Print the lines below word for word, starting at the line that contains "Identify the gravel" and ending with the last line.

Lines excerpted from a collection:
****************************************
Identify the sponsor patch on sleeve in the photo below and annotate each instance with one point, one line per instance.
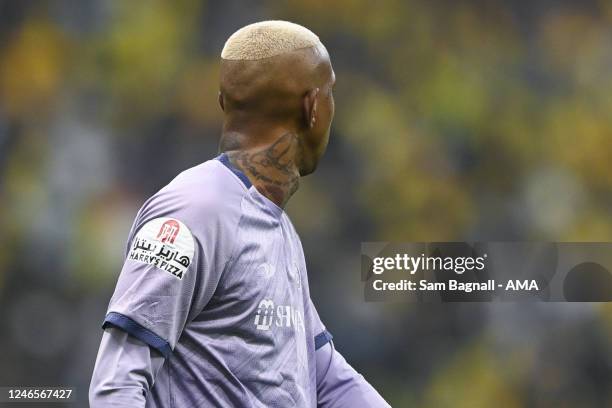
(165, 243)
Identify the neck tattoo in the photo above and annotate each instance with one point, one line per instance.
(273, 169)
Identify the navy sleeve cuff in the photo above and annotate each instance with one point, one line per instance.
(322, 339)
(141, 333)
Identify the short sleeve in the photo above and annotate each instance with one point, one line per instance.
(158, 282)
(319, 331)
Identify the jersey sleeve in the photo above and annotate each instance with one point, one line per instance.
(158, 283)
(319, 331)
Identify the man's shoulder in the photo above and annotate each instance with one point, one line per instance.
(200, 196)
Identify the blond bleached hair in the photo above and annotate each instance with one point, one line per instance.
(267, 39)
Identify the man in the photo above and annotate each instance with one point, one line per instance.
(212, 307)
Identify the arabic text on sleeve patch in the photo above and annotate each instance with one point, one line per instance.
(165, 243)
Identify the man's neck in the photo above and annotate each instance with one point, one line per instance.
(273, 168)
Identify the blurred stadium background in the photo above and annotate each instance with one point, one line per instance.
(456, 120)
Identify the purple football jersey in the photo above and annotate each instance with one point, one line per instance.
(215, 279)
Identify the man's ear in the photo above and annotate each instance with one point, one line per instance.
(221, 101)
(310, 108)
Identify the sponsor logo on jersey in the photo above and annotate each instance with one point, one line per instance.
(270, 315)
(165, 243)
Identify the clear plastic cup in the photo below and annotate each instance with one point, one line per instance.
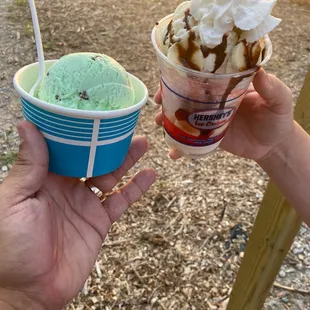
(198, 107)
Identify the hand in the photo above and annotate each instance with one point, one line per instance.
(52, 227)
(263, 122)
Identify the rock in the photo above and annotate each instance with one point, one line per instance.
(282, 294)
(282, 274)
(301, 257)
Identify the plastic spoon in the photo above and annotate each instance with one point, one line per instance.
(39, 45)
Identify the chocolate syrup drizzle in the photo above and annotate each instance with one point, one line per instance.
(186, 55)
(219, 52)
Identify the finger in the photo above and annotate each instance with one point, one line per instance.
(175, 154)
(157, 97)
(159, 119)
(251, 89)
(138, 148)
(31, 167)
(116, 204)
(276, 94)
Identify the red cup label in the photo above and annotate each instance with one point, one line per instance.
(211, 119)
(200, 128)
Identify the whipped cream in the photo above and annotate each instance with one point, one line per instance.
(217, 17)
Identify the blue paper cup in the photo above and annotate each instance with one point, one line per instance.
(81, 143)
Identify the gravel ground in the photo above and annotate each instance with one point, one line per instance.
(180, 246)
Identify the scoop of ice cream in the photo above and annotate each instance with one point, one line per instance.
(218, 36)
(87, 81)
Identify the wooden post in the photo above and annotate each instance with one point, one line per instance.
(273, 233)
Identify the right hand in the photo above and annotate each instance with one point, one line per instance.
(263, 122)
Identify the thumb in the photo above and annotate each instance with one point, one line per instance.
(30, 169)
(276, 94)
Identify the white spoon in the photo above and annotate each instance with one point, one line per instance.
(39, 45)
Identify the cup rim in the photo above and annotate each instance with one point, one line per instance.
(75, 112)
(207, 74)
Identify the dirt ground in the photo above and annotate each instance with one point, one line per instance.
(171, 250)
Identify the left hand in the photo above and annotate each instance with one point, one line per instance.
(52, 227)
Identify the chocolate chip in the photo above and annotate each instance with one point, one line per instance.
(84, 95)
****************************************
**Written answer:**
Identify the gravel ground in the photo above and annotate each instance with one point, one line per instance.
(180, 246)
Identify the scoop of ice cream in the photo above and annotate each instance with one point, one line per instance.
(218, 36)
(87, 81)
Identify the wooden post in the photo above and annotate each instance with one point, one line per instance.
(273, 233)
Identify the right hand in the photo above and annotate each instance with one point, one line per instance.
(263, 122)
Identify the thumb in the photo above and annotate each instance with one point, one line per instance.
(30, 169)
(276, 94)
Identify the white spoon in the photo above and annotate each instance with one point, one line per instance.
(39, 45)
Identify the cup rim in the photo above and annotate each instance with one point, one line per instance.
(75, 112)
(207, 74)
Identify the dirt ground in the photo above and annotate each instance with one point, one line per instance.
(171, 250)
Identify the left hand in the photo above and annotate each instance with one point, one line per instance.
(52, 227)
Identify the chocolate chip in the photo above and annotate each instance with one point, one line per instance.
(84, 95)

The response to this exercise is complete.